(Rows from the dataset)
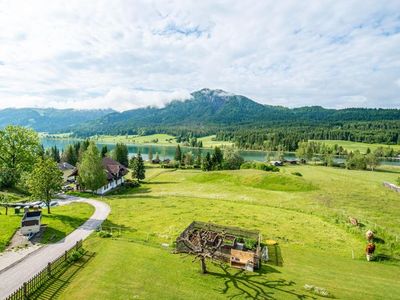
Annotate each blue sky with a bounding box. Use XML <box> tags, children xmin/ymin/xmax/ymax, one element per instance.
<box><xmin>0</xmin><ymin>0</ymin><xmax>400</xmax><ymax>110</ymax></box>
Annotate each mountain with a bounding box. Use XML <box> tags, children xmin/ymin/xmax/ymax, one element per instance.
<box><xmin>75</xmin><ymin>89</ymin><xmax>400</xmax><ymax>135</ymax></box>
<box><xmin>0</xmin><ymin>108</ymin><xmax>114</xmax><ymax>133</ymax></box>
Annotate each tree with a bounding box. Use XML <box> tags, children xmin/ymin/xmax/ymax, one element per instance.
<box><xmin>129</xmin><ymin>152</ymin><xmax>146</xmax><ymax>182</ymax></box>
<box><xmin>28</xmin><ymin>158</ymin><xmax>63</xmax><ymax>214</ymax></box>
<box><xmin>149</xmin><ymin>146</ymin><xmax>153</xmax><ymax>162</ymax></box>
<box><xmin>112</xmin><ymin>143</ymin><xmax>129</xmax><ymax>167</ymax></box>
<box><xmin>0</xmin><ymin>126</ymin><xmax>40</xmax><ymax>187</ymax></box>
<box><xmin>175</xmin><ymin>145</ymin><xmax>182</xmax><ymax>163</ymax></box>
<box><xmin>0</xmin><ymin>194</ymin><xmax>8</xmax><ymax>215</ymax></box>
<box><xmin>177</xmin><ymin>229</ymin><xmax>225</xmax><ymax>274</ymax></box>
<box><xmin>211</xmin><ymin>147</ymin><xmax>224</xmax><ymax>170</ymax></box>
<box><xmin>365</xmin><ymin>152</ymin><xmax>379</xmax><ymax>171</ymax></box>
<box><xmin>101</xmin><ymin>145</ymin><xmax>108</xmax><ymax>157</ymax></box>
<box><xmin>45</xmin><ymin>146</ymin><xmax>61</xmax><ymax>163</ymax></box>
<box><xmin>78</xmin><ymin>142</ymin><xmax>107</xmax><ymax>192</ymax></box>
<box><xmin>201</xmin><ymin>152</ymin><xmax>213</xmax><ymax>171</ymax></box>
<box><xmin>223</xmin><ymin>147</ymin><xmax>244</xmax><ymax>170</ymax></box>
<box><xmin>346</xmin><ymin>150</ymin><xmax>367</xmax><ymax>170</ymax></box>
<box><xmin>62</xmin><ymin>145</ymin><xmax>79</xmax><ymax>166</ymax></box>
<box><xmin>184</xmin><ymin>152</ymin><xmax>193</xmax><ymax>166</ymax></box>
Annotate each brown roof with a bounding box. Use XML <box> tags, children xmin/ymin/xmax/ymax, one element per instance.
<box><xmin>103</xmin><ymin>157</ymin><xmax>128</xmax><ymax>180</ymax></box>
<box><xmin>231</xmin><ymin>249</ymin><xmax>255</xmax><ymax>264</ymax></box>
<box><xmin>70</xmin><ymin>157</ymin><xmax>129</xmax><ymax>180</ymax></box>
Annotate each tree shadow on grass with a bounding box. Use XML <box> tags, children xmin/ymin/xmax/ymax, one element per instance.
<box><xmin>29</xmin><ymin>251</ymin><xmax>95</xmax><ymax>300</ymax></box>
<box><xmin>208</xmin><ymin>264</ymin><xmax>316</xmax><ymax>299</ymax></box>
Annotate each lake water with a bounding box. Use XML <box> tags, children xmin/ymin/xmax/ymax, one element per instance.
<box><xmin>41</xmin><ymin>138</ymin><xmax>400</xmax><ymax>166</ymax></box>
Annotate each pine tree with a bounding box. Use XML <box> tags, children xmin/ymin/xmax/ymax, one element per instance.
<box><xmin>130</xmin><ymin>152</ymin><xmax>146</xmax><ymax>182</ymax></box>
<box><xmin>62</xmin><ymin>145</ymin><xmax>79</xmax><ymax>166</ymax></box>
<box><xmin>211</xmin><ymin>147</ymin><xmax>224</xmax><ymax>170</ymax></box>
<box><xmin>149</xmin><ymin>146</ymin><xmax>153</xmax><ymax>162</ymax></box>
<box><xmin>112</xmin><ymin>143</ymin><xmax>129</xmax><ymax>167</ymax></box>
<box><xmin>201</xmin><ymin>152</ymin><xmax>213</xmax><ymax>171</ymax></box>
<box><xmin>28</xmin><ymin>158</ymin><xmax>63</xmax><ymax>214</ymax></box>
<box><xmin>175</xmin><ymin>145</ymin><xmax>182</xmax><ymax>163</ymax></box>
<box><xmin>101</xmin><ymin>145</ymin><xmax>108</xmax><ymax>157</ymax></box>
<box><xmin>78</xmin><ymin>142</ymin><xmax>107</xmax><ymax>192</ymax></box>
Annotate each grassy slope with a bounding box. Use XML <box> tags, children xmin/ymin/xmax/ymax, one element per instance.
<box><xmin>315</xmin><ymin>140</ymin><xmax>400</xmax><ymax>153</ymax></box>
<box><xmin>58</xmin><ymin>166</ymin><xmax>400</xmax><ymax>299</ymax></box>
<box><xmin>0</xmin><ymin>203</ymin><xmax>94</xmax><ymax>252</ymax></box>
<box><xmin>92</xmin><ymin>134</ymin><xmax>233</xmax><ymax>148</ymax></box>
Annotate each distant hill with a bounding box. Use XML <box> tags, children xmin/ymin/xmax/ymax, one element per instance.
<box><xmin>0</xmin><ymin>108</ymin><xmax>114</xmax><ymax>133</ymax></box>
<box><xmin>76</xmin><ymin>89</ymin><xmax>400</xmax><ymax>135</ymax></box>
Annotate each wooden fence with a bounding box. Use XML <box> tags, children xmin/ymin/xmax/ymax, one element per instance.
<box><xmin>6</xmin><ymin>240</ymin><xmax>82</xmax><ymax>300</ymax></box>
<box><xmin>383</xmin><ymin>181</ymin><xmax>400</xmax><ymax>193</ymax></box>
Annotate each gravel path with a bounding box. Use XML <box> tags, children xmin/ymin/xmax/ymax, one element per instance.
<box><xmin>0</xmin><ymin>197</ymin><xmax>110</xmax><ymax>299</ymax></box>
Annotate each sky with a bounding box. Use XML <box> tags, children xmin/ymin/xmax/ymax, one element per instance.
<box><xmin>0</xmin><ymin>0</ymin><xmax>400</xmax><ymax>111</ymax></box>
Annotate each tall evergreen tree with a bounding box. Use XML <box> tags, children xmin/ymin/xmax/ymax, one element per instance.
<box><xmin>175</xmin><ymin>145</ymin><xmax>182</xmax><ymax>163</ymax></box>
<box><xmin>0</xmin><ymin>126</ymin><xmax>40</xmax><ymax>187</ymax></box>
<box><xmin>28</xmin><ymin>157</ymin><xmax>63</xmax><ymax>214</ymax></box>
<box><xmin>62</xmin><ymin>145</ymin><xmax>79</xmax><ymax>166</ymax></box>
<box><xmin>112</xmin><ymin>143</ymin><xmax>129</xmax><ymax>167</ymax></box>
<box><xmin>130</xmin><ymin>152</ymin><xmax>146</xmax><ymax>182</ymax></box>
<box><xmin>101</xmin><ymin>145</ymin><xmax>108</xmax><ymax>157</ymax></box>
<box><xmin>149</xmin><ymin>146</ymin><xmax>153</xmax><ymax>162</ymax></box>
<box><xmin>201</xmin><ymin>152</ymin><xmax>213</xmax><ymax>171</ymax></box>
<box><xmin>211</xmin><ymin>147</ymin><xmax>224</xmax><ymax>170</ymax></box>
<box><xmin>78</xmin><ymin>142</ymin><xmax>107</xmax><ymax>192</ymax></box>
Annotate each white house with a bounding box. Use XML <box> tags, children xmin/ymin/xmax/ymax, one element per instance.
<box><xmin>21</xmin><ymin>211</ymin><xmax>42</xmax><ymax>235</ymax></box>
<box><xmin>71</xmin><ymin>157</ymin><xmax>129</xmax><ymax>195</ymax></box>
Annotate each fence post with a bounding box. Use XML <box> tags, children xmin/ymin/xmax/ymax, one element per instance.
<box><xmin>23</xmin><ymin>282</ymin><xmax>28</xmax><ymax>299</ymax></box>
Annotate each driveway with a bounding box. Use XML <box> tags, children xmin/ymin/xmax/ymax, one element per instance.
<box><xmin>0</xmin><ymin>197</ymin><xmax>110</xmax><ymax>299</ymax></box>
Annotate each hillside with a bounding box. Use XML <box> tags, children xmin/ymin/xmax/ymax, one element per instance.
<box><xmin>76</xmin><ymin>89</ymin><xmax>400</xmax><ymax>135</ymax></box>
<box><xmin>0</xmin><ymin>108</ymin><xmax>114</xmax><ymax>133</ymax></box>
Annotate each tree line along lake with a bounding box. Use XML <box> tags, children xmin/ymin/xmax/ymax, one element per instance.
<box><xmin>41</xmin><ymin>138</ymin><xmax>400</xmax><ymax>166</ymax></box>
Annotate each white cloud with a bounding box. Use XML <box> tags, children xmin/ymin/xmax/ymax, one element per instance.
<box><xmin>0</xmin><ymin>0</ymin><xmax>400</xmax><ymax>110</ymax></box>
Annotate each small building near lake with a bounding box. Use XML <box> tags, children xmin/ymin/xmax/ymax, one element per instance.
<box><xmin>21</xmin><ymin>210</ymin><xmax>42</xmax><ymax>235</ymax></box>
<box><xmin>71</xmin><ymin>157</ymin><xmax>129</xmax><ymax>195</ymax></box>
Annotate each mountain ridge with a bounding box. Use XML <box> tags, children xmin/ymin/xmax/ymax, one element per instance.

(Task description) Please copy out, word for word, every line of the records above from the one containing "Annotate each hillside" through the end of the records.

(Final result)
Annotate each hillside with a bounding box. Use XML <box> tags, children xmin/ymin/xmax/ymax, one element per instance.
<box><xmin>76</xmin><ymin>89</ymin><xmax>400</xmax><ymax>135</ymax></box>
<box><xmin>0</xmin><ymin>108</ymin><xmax>114</xmax><ymax>133</ymax></box>
Annotate each tree line along lake with a bounding box. Use XML <box> tags, children xmin/ymin/xmax/ymax, one element per instance.
<box><xmin>41</xmin><ymin>138</ymin><xmax>400</xmax><ymax>166</ymax></box>
Annotate each white cloud with a bounding box. Use XML <box> tags, children xmin/ymin/xmax/ymax, one element per instance.
<box><xmin>0</xmin><ymin>0</ymin><xmax>400</xmax><ymax>110</ymax></box>
Annotate each small building near lake with a bounding box. Use XML <box> tags, children xmin/ymin/xmax/ymax, one element per instance.
<box><xmin>21</xmin><ymin>210</ymin><xmax>42</xmax><ymax>235</ymax></box>
<box><xmin>71</xmin><ymin>157</ymin><xmax>129</xmax><ymax>195</ymax></box>
Annotate each mountain ridge with a bounding box. Use XML <box> tags, children xmin/ymin/xmax/ymax, one element per instance.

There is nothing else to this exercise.